§ Task details:
Rewrite the material below, changing each "Screen reader helper" to "Accessibility assistant" and leaving everything else as it is. Omit the pictures from your version.
───── Information shown ─────
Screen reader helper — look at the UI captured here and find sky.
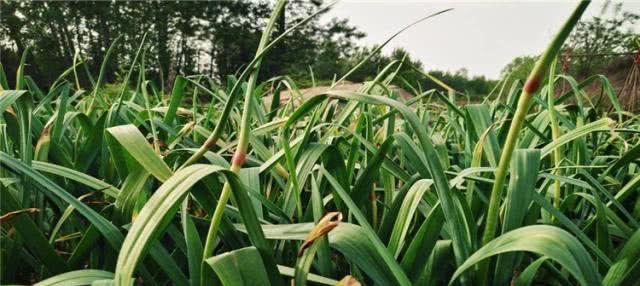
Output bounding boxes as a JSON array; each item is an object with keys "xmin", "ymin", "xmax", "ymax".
[{"xmin": 324, "ymin": 0, "xmax": 640, "ymax": 79}]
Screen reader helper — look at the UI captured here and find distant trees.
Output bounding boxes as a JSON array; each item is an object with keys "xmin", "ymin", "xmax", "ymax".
[
  {"xmin": 0, "ymin": 1, "xmax": 364, "ymax": 88},
  {"xmin": 0, "ymin": 0, "xmax": 492, "ymax": 94},
  {"xmin": 565, "ymin": 1, "xmax": 640, "ymax": 75}
]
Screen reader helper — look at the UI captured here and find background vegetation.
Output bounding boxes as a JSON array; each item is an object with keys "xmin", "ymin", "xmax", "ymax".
[{"xmin": 0, "ymin": 1, "xmax": 640, "ymax": 286}]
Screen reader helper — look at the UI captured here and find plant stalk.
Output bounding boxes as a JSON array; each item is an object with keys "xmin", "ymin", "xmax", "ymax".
[
  {"xmin": 200, "ymin": 0, "xmax": 287, "ymax": 285},
  {"xmin": 480, "ymin": 1, "xmax": 590, "ymax": 283}
]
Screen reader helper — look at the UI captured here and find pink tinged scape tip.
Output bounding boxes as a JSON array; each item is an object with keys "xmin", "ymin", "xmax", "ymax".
[{"xmin": 231, "ymin": 153, "xmax": 247, "ymax": 166}]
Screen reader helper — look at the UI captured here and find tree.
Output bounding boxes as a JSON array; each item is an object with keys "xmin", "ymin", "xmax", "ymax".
[{"xmin": 564, "ymin": 2, "xmax": 640, "ymax": 75}]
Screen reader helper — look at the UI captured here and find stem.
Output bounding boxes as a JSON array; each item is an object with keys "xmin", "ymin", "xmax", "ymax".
[
  {"xmin": 480, "ymin": 1, "xmax": 590, "ymax": 283},
  {"xmin": 547, "ymin": 60, "xmax": 562, "ymax": 208},
  {"xmin": 200, "ymin": 0, "xmax": 286, "ymax": 285}
]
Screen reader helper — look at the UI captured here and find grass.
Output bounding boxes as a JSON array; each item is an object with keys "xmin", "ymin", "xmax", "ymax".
[{"xmin": 0, "ymin": 1, "xmax": 640, "ymax": 285}]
─────
§ Solution:
Accessibility assistant — look at the UI captured here and find sky.
Output bounding boxes as a JSON array; each item is an object with keys "xmin", "ymin", "xmax", "ymax".
[{"xmin": 324, "ymin": 0, "xmax": 640, "ymax": 79}]
Accessibility assistant — look at the UI captured here and find distant trees.
Output bounding boxes as a JSON array; each item is an object with keys "xmin", "ymin", "xmax", "ymax".
[
  {"xmin": 0, "ymin": 1, "xmax": 364, "ymax": 88},
  {"xmin": 0, "ymin": 0, "xmax": 492, "ymax": 94},
  {"xmin": 565, "ymin": 1, "xmax": 640, "ymax": 75}
]
Accessibility assistant — look at the UI captured here and find background vegetation.
Output bounding boxes as a JSON array; each item is an object with keys "xmin", "ymin", "xmax", "ymax".
[{"xmin": 0, "ymin": 1, "xmax": 640, "ymax": 286}]
Accessibility assistant — look at the UI captured here and find plant stalk.
Output bounding boxes as a JSON array; each item is an object with keys "xmin", "ymin", "xmax", "ymax".
[
  {"xmin": 200, "ymin": 0, "xmax": 287, "ymax": 285},
  {"xmin": 480, "ymin": 1, "xmax": 590, "ymax": 283}
]
Accessibility assistant — look at the UI captured here and find pink tinged scape tip.
Output bounding boxes as a JSON array; each item is an object with keys "xmin", "ymin", "xmax", "ymax".
[{"xmin": 231, "ymin": 153, "xmax": 247, "ymax": 166}]
Accessibility assistant — look at the UI captured here and find tree.
Output bounding boxes as a JSON array; each item is an object with keys "xmin", "ymin", "xmax", "ymax".
[{"xmin": 564, "ymin": 2, "xmax": 640, "ymax": 75}]
Accessibility assistant — look at the UI captured here and find stem.
Output bounding boxes as a JSON array; each item is an object with keys "xmin", "ymin", "xmax", "ymax".
[
  {"xmin": 480, "ymin": 1, "xmax": 590, "ymax": 283},
  {"xmin": 547, "ymin": 60, "xmax": 562, "ymax": 208},
  {"xmin": 200, "ymin": 0, "xmax": 286, "ymax": 285}
]
Accessibility assistant — look at the UI captured here and find grass.
Output bounding boxes as a JSON array; each item is an object with keys "xmin", "ymin", "xmax", "ymax".
[{"xmin": 0, "ymin": 1, "xmax": 640, "ymax": 285}]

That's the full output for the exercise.